Ebersbach/Kalkreuth. Von der großen, weiten Welt ist sie geheilt. Die braucht Rosmarie Hausmann nicht, um glücklich zu sein. „Ich weiß, worauf es ankommt, und das ist nicht, durch die Welt zu reisen“, sagt die 45-Jährige. Natürlich sei es schön gewesen, herumzukommen und viele Länder zu sehen. Aber seitdem die studierte Juristin in Ebersbach wohnt und hier seit 1. Juni Geschäftsführerin des hiesigen Abwasserzweckverbandes (AZV) ist, fühlt sie sich angekommen.

Dabei hatte sie sich Anfang des Jahres eher zufällig für Ebersbach als neues Zuhause entschieden. Bis dahin wohnte sie mit ihrem Lebensgefährten in Leipzig, wo sie bis Mitte 2016 eine eigene Rechtsanwaltskanzlei besaß. Insgesamt 18 Jahre lang hatte die gebürtige Mittweidaerin in diesem Beruf gearbeitet, hatte Jobs in Bremerhaven und Aachen, wohnte zeitweise in Belgien und sogar für ein Jahr in den USA. Die zweifache Mutter hat beruflich viel erreicht. „Aber ich wollte in meinem Leben noch einmal etwas anderes machen“, erzählt sie.

In all der Zeit in der Fremde habe sie zunehmend gemerkt, dass sie viel heimatverbundener ist, als sie sich anfangs selbst eingestand. Sie wollte zurück nach Sachsen. „Warum soll ich in Paris, New York oder sonst wo arbeiten, wenn ich meiner Heimat mit meinen Erfahrungen helfen kann?“, sagt Rosmarie Hausmann. Zuletzt als Rechtsanwältin in Leipzig tätig, reifte in ihr das Gefühl des beruflichen Tapetenwechsels. „Bevor in 50 werde, wollte ich sehen, was sonst noch geht, außer Rechtsanwältin zu sein“, erzählt sie.

Im Juli des vergangenen Jahres nahm sie beim Meißner Windparkentwickler UKA eine Stelle in der Vertragsabteilung an. Sie pendelte jeden Tag von Leipzig in die Porzellanstadt. Früh 110 Kilometer hin und abends wieder 110 Kilometer zurück. Das ging auf die Dauer nicht. Deshalb suchten sie und ihr Lebensgefährte gemeinsam eine Wohnung in der Nähe von Meißen und entschieden sich schließlich fürs ländliche Ebersbach. „Und er ist aus Liebe zu mir mitgekommen“, sagt die 45-Jährige glücklich.

Genauso so glücklich wie privat wurde sie beruflich in Meißen dann doch nicht, auch wenn sie sich im dortigen Team wohlfühlte und UKA sie ungern wieder fortgelassen habe. „Die Arbeit war nicht so regional, wie ich es mir eigentlich vorgestellt hatte“, sagt sie. Das Meißner Windkraftunternehmen expandiert zurzeit in Richtung Florida/USA. Dabei wollte doch Rosmarie Hausmann bewusst nicht mehr auf internationaler Ebene tätig sein.

» **Arbeitsauftrag 1**: Schreiben Sie aus den Datensätzen alles von der Zeile mit „Each instance receives one keypoint. Tag the red and“ bis hinunter zur Zeile mit „<point>32,42</point>“ unverändert ab, beide Zeilen eingeschlossen.

» **Datenauszüge**:
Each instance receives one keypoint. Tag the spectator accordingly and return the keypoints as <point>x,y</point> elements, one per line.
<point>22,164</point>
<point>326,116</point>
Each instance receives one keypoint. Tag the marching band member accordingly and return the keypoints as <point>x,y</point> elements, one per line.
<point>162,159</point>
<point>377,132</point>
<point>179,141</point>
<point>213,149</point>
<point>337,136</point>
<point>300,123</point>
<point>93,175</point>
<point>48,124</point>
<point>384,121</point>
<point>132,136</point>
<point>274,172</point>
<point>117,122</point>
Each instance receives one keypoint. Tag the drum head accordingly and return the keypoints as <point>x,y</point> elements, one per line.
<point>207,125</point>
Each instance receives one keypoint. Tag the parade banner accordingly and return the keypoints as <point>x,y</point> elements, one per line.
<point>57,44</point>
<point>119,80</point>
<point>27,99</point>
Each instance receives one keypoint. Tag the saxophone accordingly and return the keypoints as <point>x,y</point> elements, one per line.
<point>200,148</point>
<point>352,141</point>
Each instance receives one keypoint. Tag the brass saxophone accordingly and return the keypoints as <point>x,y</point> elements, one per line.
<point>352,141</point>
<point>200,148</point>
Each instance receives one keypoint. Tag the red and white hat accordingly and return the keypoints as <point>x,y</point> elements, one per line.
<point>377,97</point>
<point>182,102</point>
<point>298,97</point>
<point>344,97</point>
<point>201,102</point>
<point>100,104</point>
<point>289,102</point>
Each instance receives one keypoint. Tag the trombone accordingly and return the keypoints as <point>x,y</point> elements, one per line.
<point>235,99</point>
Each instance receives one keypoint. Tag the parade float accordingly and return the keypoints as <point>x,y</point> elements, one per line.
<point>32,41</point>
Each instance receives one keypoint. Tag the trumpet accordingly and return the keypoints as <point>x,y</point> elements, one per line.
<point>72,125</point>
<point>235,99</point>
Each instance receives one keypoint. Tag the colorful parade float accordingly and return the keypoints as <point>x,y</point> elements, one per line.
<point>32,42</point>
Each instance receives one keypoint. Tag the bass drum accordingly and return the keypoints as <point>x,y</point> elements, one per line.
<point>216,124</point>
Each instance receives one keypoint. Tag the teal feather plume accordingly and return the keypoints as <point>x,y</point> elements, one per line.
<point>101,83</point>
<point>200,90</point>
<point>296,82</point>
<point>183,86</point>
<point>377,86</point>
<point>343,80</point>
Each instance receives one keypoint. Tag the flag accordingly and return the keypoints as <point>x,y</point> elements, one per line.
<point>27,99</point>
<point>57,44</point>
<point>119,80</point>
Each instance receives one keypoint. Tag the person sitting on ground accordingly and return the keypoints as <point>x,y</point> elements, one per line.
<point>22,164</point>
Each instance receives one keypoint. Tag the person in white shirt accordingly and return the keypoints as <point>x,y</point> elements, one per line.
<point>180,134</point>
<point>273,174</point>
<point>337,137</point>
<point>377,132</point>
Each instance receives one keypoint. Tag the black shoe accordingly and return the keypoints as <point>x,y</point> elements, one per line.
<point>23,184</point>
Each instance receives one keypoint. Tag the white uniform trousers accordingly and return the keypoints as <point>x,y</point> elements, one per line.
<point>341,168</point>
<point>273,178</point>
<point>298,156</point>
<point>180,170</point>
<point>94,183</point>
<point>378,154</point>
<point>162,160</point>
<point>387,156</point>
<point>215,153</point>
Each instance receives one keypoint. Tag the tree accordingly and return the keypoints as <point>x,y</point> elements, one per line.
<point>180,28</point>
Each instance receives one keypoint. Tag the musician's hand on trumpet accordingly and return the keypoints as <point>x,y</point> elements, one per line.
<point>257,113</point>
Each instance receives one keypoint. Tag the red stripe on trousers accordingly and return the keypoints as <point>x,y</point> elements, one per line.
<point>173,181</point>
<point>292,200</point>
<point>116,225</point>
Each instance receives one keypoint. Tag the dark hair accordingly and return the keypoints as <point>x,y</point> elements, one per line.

» **Arbeitsauftrag 2**: Geben Sie aus dem Artikel über Rosmarie Hausmann alles von „Im Juli des“ bis hinunter zu „die 45-Jährige glücklich.“ wieder und tauschen Sie dabei „Wohnung“ gegen „Unterkunft“ aus.

» **Richtige Ausgabe 1**:
Each instance receives one keypoint. Tag the red and white hat accordingly and return the keypoints as <point>x,y</point> elements, one per line.
<point>377,97</point>
<point>182,102</point>
<point>298,97</point>
<point>344,97</point>
<point>201,102</point>
<point>100,104</point>
<point>289,102</point>
Each instance receives one keypoint. Tag the trombone accordingly and return the keypoints as <point>x,y</point> elements, one per line.
<point>235,99</point>
Each instance receives one keypoint. Tag the parade float accordingly and return the keypoints as <point>x,y</point> elements, one per line.
<point>32,41</point>
Each instance receives one keypoint. Tag the trumpet accordingly and return the keypoints as <point>x,y</point> elements, one per line.
<point>72,125</point>
<point>235,99</point>
Each instance receives one keypoint. Tag the colorful parade float accordingly and return the keypoints as <point>x,y</point> elements, one per line.
<point>32,42</point>

» **Richtige Ausgabe 2**:
Im Juli des vergangenen Jahres nahm sie beim Meißner Windparkentwickler UKA eine Stelle in der Vertragsabteilung an. Sie pendelte jeden Tag von Leipzig in die Porzellanstadt. Früh 110 Kilometer hin und abends wieder 110 Kilometer zurück. Das ging auf die Dauer nicht. Deshalb suchten sie und ihr Lebensgefährte gemeinsam eine Unterkunft in der Nähe von Meißen und entschieden sich schließlich fürs ländliche Ebersbach. „Und er ist aus Liebe zu mir mitgekommen“, sagt die 45-Jährige glücklich.